Tiago: Eu só quero fazer uma inclusão da outra pergunta, complementar uma coisa, que é sobre a questão terapêutica. O grupo Asperger no Saudavelmente, foi um ambiente bastante assertivo, então a nossa psicóloga ela começou a ler muito sobre Asperger, teve muitas decepções com a literatura e também questionou a gente sobre muitas coisas e uma coisa muito legal que eu acho que ela fez durante esse período, foi de afastar os alunos de um processo extremamente traumático dentro do Saudavelmente que é o chamado acolhimento. O acolhimento funciona da seguinte forma, chega o estudante lá que precisa de um atendimento e ele é levado com um monte de gente dentro de uma sala em grupo pra falar do seu problema. E isso era uma questão extremamente desconfortável para todo aspie que chegava lá. Então, eu tenho um colega que faz parte desse grupo, que ele é da Geologia, que ele quase desistiu. Ele foi uma vez, ele teve uma crise e foi embora, vazou. E isso é algo bastante preocupante. Então, ela montou a seguinte regra lá dentro: “qualquer estudante que chegar aqui, que diz que é Asperger, me chama imediatamente. Não é pra passar por acolhimento, não é pra passar por nenhum desse processo, pra conversar diretamente comigo” e aí com o meio desse processo a gente vai aprendendo também a construir algumas coisas.

Pergunta: Tiago, bom dia, eu tenho um filho, meu filho não tem dificuldade. Eu só quero saber de você, como a aspie, você tem dificuldade de aprendizado? Como é o seu aprendizado em relação aos conteúdos como aluno dentro da sala? Os professores sabendo que você tem essa dificuldade, eles se adaptam ao conteúdo, a sua realidade ou ele segue o conteúdo normal, sem se preocupar que você tem a dificuldade, que você interaja com os alunos de acordo com o seu conhecimento?

Tiago: Sobre o aspecto educacional, eu nunca tive algo adaptado, particularmente, nunca tive muita dificuldade pra aprender e o meu maior problema sempre foi a educação formal, foi trabalho em grupo, eu sempre odiei trabalho em grupo. Pelo menos na minha época de ensino fundamental, às vezes tinham trabalhos que eram obrigatórios em grupo, mas fazia individual por teimosia. E os professores, eles tinham que aceitar. Eles não tinham outra escolha, porque o trabalho tava lá e tava pronto, tava entregue. Mas eu sempre tive muito problema com essa questão de atividades em grupo. No meu curso de graduação, que é Jornalismo, tudo é em grupo. Mas, eu já me acostumei, eu consegui achar pessoas que eu consigo até funcionar. Então, essas pessoas geralmente elas já me procuram pra fazer trabalho, eu já sei como é que elas funcionam. Às vezes, eu sei que eu preciso pressionar um pouco mais, porque às vezes eu sou muito chato, fico pegando no pé, mas tá funcionando. Mas, eu acho que um dos maiores problemas com relação à educação formal é isso, sabe? Porque neurotípicos às vezes eles são imprevisíveis demais para poder lidar, sabe? Com eles.

Pergunta: Tiago, eu queria saber depois do seu diagnóstico, como ficou os seus amigos, ao saber que você era Asperger.

**Tarefa a realizar:**
Por favor, retome a conversa sobre Asperger logo após a última fala apresentada. As linhas abaixo são um material à parte, independente da conversa sobre Asperger.

**Excertos de registros:**
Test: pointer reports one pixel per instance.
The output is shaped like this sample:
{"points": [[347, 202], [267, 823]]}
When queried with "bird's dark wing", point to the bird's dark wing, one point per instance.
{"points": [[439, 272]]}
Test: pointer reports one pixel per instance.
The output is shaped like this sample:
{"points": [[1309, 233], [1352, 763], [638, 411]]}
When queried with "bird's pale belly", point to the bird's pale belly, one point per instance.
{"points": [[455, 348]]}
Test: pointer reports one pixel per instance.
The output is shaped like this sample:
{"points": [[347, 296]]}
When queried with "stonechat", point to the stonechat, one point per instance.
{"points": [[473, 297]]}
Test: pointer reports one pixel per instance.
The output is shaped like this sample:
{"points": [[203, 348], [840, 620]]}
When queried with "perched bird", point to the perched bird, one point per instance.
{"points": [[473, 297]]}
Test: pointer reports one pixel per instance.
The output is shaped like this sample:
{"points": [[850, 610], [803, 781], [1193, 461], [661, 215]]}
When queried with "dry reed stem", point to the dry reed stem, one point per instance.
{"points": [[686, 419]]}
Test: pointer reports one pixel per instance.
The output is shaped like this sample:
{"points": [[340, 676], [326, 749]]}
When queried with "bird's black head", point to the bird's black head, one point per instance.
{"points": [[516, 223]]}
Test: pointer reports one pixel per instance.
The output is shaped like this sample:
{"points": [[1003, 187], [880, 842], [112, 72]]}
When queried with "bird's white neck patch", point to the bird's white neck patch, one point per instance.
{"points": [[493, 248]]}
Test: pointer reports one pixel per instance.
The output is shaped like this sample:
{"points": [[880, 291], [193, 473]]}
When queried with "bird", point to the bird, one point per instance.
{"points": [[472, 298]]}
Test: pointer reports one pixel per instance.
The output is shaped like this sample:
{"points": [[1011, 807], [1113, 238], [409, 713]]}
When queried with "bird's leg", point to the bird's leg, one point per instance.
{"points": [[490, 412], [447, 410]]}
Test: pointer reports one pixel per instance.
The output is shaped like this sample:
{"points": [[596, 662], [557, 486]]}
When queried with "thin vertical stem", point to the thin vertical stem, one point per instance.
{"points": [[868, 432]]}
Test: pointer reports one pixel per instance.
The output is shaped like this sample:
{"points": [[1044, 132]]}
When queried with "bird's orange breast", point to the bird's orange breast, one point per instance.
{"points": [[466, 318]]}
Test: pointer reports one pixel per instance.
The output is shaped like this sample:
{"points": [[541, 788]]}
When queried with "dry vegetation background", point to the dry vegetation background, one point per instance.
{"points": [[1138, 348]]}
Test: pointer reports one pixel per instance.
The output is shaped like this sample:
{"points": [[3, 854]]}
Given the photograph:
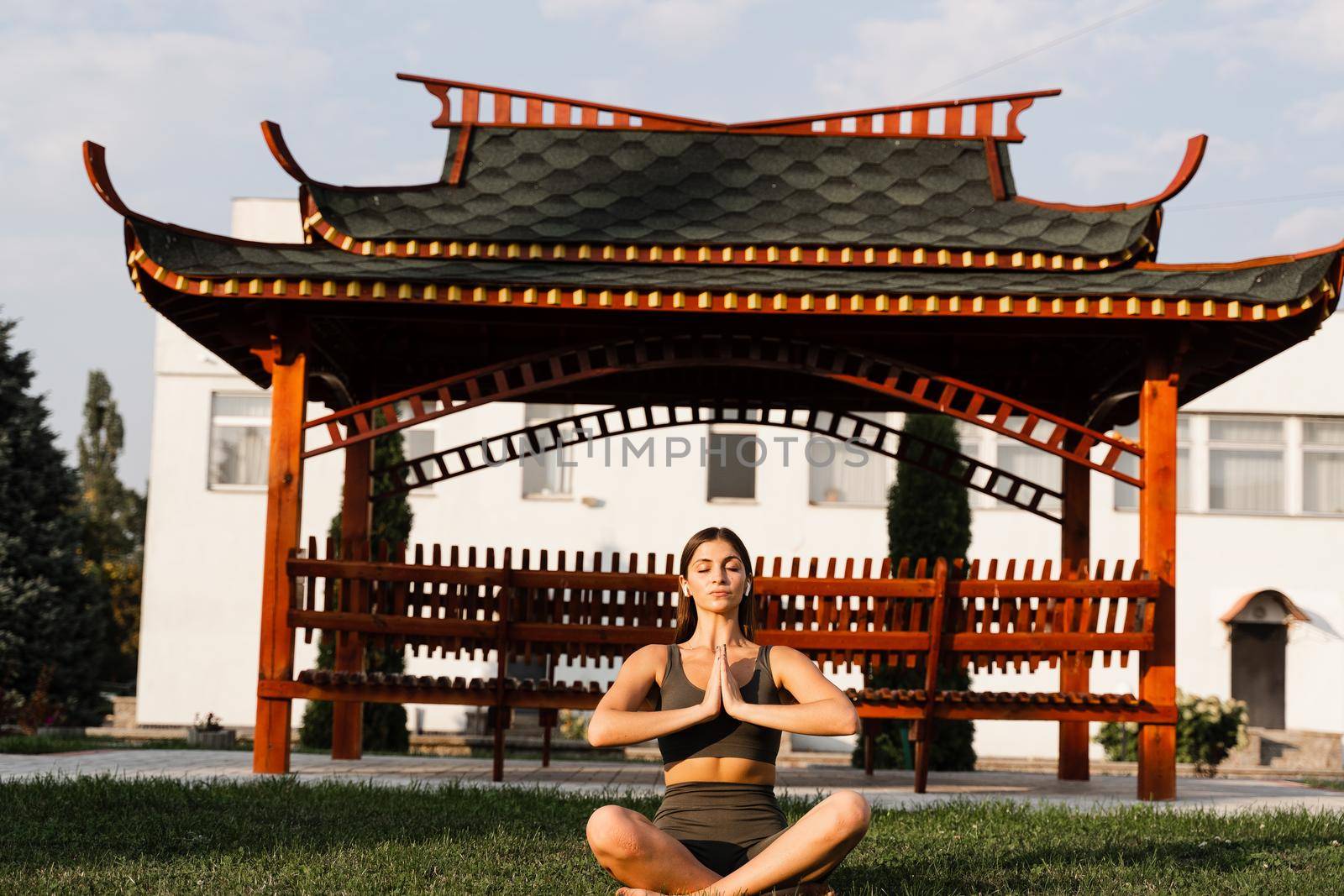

**Espaço da resposta:**
Tiago: Os meus amigos acompanharam o processo do diagnóstico. Eles foram parte disso. No início, teve um certo estranhamento, eles tinham uma noção de autismo bastante estereotipada. Mas à medida que nós tínhamos a convivência semanal, cinco dias por semana, nos vendo, trabalhando e estudando juntos, eles começaram a ver algumas particularidades que confirmavam aquela suspeita. Então, inclusive, um pontos pro meu diagnóstico, foi o depoimento de um amigo meu sobre o nosso dia a dia, da forma como ele me enxergava, o meu comportamento, ele gravou um áudio de quatorze minutos, na época, pra Mariluce, que tava fazendo esse processo e o áudio dele foi, assim, definidor. Ela tinha muita dúvida do meu diagnóstico e depois desse áudio dele, relatando, os impasses e tudo mais que as coisas começaram a acontecer. E desde que eu fui diagnosticado, eles sempre abraçaram a causa de forma muito agradável, sabe? Eles aceitam muito tranquilamente e fazem de tudo pra criar um clima agradável também. Então, eu estou muito satisfeito com relação a esse aspecto.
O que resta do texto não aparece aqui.